### TAREFAS DO EXERCÍCIO
1. Reproduza sem alterações o trecho da entrevista que vai de "Advogado e consultor do Cedeca-Ceará, Márcio" até "de suas demandas?".
2. Segundo a entrevista, qual portal entrevistou Márcio Alan Moreira?
3. Resuma a entrevista em duas frases, por favor.
***** TEXTO FORNECIDO *****
Advogado e consultor do Cedeca-Ceará, Márcio Alan Moreira aborda a importância, as dificuldades e os desafios para a participação de crianças e adolescentes no Brasil
Qual é a importância de se dar oportunidade para a participação de crianças e adolescentes na construção de políticas públicas? Há uma idade mínima para que possam participar? Como fazer para inserir estes atores no debate político de maneira que possam ser protagonistas na defesa de suas demandas?
Para responder estas questões, o portal De Olho nos Planos entrevistou o advogado e consultor do Centro de Defesa dos Direitos da Criança e do Adolescente (Cedeca) do Ceará, Márcio Alan Moreira. Segundo o advogado, a participação de crianças e adolescentes na elaboração de políticas se refere, inclusive, ao modelo de democracia que se busca construir. “É imprescindível que se tenha um alicerce democrático desde a mais tenra idade para que a gente possa alcançar uma sociedade democrática em sua plenitude mais à frente”, defendeu.
***** LINHAS FORNECIDAS *****
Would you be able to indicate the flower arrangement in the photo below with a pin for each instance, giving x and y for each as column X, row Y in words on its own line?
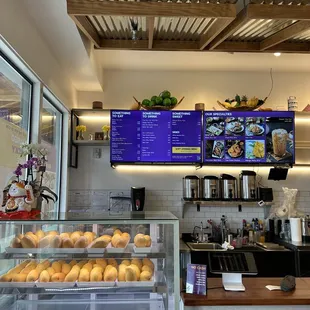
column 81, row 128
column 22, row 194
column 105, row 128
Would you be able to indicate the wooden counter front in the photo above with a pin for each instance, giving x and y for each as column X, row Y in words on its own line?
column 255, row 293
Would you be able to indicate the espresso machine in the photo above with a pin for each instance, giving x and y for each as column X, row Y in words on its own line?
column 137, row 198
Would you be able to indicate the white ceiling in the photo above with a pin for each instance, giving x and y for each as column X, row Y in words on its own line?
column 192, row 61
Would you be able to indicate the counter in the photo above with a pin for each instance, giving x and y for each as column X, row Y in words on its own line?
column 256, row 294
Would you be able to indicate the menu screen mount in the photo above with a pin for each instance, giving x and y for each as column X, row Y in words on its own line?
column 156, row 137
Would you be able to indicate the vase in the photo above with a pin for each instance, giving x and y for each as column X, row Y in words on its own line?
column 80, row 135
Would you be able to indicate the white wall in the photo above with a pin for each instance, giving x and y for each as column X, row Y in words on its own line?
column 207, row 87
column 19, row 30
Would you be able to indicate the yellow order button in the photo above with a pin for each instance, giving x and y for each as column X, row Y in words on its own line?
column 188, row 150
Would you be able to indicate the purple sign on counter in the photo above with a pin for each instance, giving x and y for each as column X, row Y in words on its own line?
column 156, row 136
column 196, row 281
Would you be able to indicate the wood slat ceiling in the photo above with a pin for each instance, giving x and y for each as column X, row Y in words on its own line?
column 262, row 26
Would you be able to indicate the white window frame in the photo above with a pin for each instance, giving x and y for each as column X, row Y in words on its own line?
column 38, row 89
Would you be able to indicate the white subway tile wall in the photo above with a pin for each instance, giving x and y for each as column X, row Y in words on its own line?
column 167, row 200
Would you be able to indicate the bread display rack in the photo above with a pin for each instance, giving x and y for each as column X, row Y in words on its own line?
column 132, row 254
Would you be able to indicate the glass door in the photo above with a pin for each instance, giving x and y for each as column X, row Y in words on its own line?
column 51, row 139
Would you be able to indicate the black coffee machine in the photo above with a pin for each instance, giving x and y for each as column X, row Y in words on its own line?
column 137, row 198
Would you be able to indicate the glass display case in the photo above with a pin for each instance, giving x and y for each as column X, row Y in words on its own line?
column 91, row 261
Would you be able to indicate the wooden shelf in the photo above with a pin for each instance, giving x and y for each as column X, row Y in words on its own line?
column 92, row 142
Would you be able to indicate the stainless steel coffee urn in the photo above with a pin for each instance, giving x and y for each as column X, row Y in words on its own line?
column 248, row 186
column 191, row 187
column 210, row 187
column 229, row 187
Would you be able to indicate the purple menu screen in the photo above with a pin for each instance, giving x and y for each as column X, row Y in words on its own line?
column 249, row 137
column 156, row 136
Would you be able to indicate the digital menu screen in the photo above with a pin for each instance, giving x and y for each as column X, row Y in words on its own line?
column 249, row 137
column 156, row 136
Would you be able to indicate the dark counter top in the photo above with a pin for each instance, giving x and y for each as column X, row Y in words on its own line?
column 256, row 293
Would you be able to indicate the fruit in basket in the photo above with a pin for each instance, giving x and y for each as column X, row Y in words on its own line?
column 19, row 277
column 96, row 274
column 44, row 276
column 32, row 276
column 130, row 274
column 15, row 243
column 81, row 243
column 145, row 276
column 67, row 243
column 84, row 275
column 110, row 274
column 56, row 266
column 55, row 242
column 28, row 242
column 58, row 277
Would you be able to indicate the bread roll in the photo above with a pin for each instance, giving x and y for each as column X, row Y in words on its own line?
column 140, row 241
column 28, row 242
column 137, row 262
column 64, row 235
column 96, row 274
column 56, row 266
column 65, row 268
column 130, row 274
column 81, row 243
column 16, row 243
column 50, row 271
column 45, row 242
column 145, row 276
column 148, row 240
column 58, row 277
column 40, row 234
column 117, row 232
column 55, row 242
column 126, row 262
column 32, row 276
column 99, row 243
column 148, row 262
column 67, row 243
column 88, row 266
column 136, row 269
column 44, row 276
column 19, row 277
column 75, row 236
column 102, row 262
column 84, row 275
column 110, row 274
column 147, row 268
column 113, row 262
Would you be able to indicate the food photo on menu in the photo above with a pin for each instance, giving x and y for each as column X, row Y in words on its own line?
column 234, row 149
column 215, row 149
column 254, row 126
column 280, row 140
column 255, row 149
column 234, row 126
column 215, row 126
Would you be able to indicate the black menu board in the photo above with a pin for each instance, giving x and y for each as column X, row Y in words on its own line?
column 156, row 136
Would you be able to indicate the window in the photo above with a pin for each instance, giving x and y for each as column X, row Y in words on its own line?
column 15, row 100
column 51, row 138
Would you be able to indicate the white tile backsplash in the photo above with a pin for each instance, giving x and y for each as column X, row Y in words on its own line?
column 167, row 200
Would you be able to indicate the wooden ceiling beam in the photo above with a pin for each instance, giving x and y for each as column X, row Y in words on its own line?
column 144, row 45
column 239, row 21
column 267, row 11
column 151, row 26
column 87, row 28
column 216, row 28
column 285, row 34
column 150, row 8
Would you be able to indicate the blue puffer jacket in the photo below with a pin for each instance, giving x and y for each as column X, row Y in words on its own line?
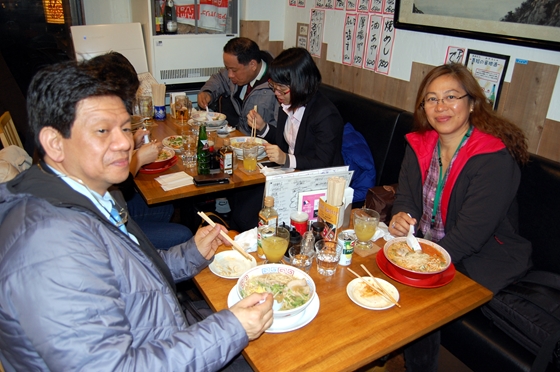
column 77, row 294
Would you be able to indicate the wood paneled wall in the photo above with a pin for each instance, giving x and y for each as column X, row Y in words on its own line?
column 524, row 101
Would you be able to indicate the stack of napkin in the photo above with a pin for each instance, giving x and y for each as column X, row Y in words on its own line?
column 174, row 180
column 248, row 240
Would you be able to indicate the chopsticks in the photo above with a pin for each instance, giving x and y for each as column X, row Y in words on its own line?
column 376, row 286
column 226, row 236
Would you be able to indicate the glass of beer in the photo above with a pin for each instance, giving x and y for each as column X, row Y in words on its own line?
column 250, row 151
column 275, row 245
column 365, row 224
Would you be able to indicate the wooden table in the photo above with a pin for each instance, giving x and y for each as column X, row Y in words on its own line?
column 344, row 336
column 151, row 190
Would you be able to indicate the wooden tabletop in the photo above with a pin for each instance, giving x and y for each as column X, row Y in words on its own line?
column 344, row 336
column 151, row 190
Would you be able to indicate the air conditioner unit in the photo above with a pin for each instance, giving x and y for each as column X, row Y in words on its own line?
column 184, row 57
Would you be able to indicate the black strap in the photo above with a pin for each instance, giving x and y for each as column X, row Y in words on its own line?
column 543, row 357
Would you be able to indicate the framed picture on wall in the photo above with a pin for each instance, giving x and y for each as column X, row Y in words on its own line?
*****
***** LINHAS FORNECIDAS *****
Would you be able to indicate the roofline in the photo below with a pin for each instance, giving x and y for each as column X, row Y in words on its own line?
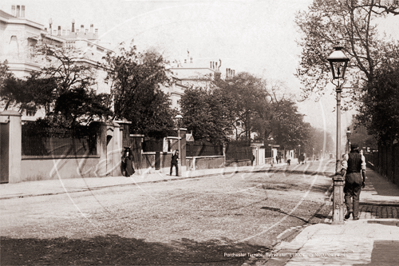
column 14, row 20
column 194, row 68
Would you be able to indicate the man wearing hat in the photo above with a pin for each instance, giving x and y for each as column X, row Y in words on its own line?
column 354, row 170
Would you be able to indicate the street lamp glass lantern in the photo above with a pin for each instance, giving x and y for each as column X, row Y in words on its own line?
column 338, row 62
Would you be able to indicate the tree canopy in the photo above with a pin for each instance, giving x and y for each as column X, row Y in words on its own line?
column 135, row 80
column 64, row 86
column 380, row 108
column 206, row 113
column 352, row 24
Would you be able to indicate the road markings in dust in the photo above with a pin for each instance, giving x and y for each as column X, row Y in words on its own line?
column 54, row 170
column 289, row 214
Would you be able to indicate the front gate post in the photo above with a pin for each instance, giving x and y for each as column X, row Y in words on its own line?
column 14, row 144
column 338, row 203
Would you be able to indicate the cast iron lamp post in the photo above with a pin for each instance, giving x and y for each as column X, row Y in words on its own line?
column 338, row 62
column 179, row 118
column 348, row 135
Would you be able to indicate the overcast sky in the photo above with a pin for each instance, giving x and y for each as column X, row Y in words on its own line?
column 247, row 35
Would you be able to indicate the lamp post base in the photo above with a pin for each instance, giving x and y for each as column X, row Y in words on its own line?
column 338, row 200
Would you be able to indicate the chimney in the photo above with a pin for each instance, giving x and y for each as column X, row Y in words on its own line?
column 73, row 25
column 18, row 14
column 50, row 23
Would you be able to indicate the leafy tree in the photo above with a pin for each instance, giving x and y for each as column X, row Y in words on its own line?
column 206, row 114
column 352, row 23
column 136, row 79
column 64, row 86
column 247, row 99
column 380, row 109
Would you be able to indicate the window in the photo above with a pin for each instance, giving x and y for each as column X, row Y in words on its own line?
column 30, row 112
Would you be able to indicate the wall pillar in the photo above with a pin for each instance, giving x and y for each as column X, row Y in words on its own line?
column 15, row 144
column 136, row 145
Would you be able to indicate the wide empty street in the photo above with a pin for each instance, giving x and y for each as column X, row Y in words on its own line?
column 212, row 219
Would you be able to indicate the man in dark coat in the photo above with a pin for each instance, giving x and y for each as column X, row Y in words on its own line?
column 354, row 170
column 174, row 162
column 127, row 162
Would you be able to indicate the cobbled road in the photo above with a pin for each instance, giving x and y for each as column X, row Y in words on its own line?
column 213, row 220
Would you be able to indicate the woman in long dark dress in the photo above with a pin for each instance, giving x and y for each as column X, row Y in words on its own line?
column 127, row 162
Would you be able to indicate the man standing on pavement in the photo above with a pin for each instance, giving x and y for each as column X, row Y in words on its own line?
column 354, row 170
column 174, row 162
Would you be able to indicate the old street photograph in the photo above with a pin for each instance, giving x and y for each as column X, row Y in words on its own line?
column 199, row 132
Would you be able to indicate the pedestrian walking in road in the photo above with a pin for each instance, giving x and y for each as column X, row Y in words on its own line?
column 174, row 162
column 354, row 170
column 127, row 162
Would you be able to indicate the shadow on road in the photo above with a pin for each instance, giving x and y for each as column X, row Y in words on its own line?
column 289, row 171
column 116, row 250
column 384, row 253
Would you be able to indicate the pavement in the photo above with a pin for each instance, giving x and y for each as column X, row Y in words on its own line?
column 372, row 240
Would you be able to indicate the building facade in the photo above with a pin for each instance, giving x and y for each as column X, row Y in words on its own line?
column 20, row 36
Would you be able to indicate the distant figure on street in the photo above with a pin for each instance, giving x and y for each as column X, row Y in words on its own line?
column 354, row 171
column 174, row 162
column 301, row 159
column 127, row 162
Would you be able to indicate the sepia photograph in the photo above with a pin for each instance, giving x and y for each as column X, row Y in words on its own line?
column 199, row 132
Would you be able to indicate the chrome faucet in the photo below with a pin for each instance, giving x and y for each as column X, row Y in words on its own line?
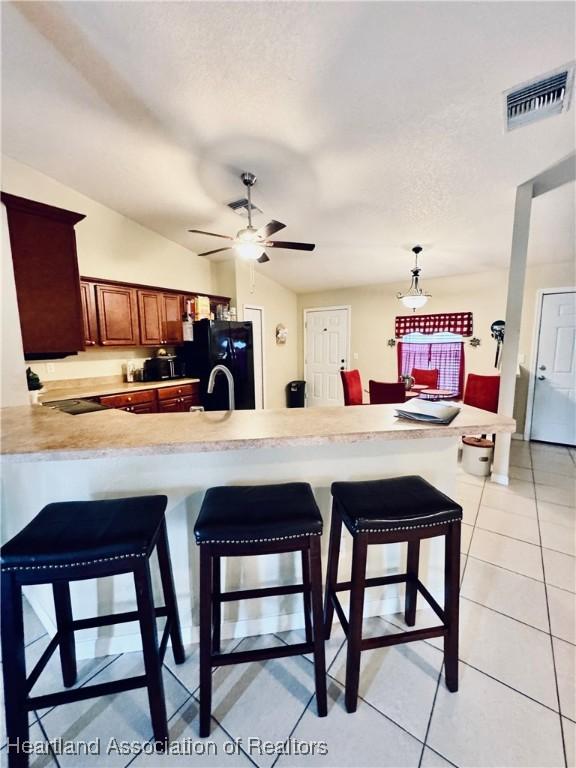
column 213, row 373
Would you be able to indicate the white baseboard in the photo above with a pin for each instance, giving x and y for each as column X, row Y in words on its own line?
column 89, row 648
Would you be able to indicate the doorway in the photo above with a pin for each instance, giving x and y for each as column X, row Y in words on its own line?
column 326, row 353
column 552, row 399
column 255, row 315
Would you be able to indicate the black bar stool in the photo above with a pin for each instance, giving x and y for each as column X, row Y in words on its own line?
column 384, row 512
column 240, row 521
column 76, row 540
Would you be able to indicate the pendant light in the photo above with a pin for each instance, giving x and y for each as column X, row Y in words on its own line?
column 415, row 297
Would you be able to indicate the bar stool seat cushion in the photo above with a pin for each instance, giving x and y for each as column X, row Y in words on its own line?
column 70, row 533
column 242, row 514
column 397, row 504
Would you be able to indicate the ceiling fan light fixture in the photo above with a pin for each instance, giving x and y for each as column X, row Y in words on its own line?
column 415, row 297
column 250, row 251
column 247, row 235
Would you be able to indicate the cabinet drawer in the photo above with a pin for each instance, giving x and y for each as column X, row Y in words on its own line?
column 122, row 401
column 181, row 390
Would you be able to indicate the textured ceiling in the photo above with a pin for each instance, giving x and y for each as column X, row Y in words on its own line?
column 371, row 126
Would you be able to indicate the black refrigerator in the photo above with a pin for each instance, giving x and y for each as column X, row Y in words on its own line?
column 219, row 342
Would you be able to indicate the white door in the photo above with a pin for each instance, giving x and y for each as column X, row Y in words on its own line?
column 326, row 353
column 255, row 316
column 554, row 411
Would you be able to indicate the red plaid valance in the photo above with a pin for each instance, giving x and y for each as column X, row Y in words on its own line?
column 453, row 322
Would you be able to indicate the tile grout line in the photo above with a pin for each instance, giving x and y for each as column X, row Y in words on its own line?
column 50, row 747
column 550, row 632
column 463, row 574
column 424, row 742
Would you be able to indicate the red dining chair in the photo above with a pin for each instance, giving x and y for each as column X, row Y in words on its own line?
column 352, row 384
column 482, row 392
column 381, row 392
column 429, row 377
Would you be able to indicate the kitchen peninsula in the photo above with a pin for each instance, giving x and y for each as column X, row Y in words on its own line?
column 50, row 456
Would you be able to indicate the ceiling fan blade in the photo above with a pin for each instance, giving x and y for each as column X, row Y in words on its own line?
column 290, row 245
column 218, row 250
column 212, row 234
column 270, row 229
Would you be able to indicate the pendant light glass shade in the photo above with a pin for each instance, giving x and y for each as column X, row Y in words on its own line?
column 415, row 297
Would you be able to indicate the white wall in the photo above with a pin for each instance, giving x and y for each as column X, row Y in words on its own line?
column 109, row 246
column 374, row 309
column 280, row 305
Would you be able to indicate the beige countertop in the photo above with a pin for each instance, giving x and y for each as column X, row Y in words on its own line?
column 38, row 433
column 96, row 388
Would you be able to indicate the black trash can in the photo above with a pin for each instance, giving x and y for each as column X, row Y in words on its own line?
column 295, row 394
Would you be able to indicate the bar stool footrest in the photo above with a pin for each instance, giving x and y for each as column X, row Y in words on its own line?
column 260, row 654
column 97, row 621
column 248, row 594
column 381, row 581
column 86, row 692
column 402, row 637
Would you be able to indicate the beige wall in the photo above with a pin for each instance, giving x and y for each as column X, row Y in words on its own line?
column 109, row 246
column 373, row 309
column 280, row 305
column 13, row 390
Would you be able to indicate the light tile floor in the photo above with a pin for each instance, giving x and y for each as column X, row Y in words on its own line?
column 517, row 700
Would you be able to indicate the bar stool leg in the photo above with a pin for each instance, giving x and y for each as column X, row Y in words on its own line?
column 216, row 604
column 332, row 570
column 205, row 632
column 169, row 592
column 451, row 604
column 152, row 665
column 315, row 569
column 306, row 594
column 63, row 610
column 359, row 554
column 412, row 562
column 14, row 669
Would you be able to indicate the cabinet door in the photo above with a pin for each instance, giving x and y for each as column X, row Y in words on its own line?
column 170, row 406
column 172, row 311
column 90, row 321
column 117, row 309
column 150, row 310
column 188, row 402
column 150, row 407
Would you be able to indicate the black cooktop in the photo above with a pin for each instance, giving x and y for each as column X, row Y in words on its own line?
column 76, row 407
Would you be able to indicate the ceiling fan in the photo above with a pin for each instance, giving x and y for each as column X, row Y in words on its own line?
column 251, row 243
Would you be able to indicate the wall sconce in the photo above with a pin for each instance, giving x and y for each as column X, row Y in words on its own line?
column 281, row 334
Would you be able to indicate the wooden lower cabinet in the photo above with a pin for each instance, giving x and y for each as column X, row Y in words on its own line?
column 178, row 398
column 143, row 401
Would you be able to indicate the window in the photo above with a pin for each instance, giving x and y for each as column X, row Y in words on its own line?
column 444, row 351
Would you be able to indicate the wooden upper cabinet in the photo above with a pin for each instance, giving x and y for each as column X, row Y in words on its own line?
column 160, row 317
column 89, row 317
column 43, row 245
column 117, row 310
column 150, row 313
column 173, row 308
*****
### RESPOSTAS
1.
Advogado e consultor do Cedeca-Ceará, Márcio Alan Moreira aborda a importância, as dificuldades e os desafios para a participação de crianças e adolescentes no Brasil
Qual é a importância de se dar oportunidade para a participação de crianças e adolescentes na construção de políticas públicas? Há uma idade mínima para que possam participar? Como fazer para inserir estes atores no debate político de maneira que possam ser protagonistas na defesa de suas demandas?

2. O portal De Olho nos Planos.

3. O portal De Olho nos Planos entrevistou Márcio Alan Moreira, advogado e consultor do Cedeca do Ceará, sobre a importância, as dificuldades e os desafios da participação de crianças e adolescentes na construção de políticas públicas. Para ele, essa participação se refere ao modelo de democracia que se busca construir, e é imprescindível ter um alicerce democrático desde a mais tenra idade para alcançar uma sociedade democrática em sua plenitude.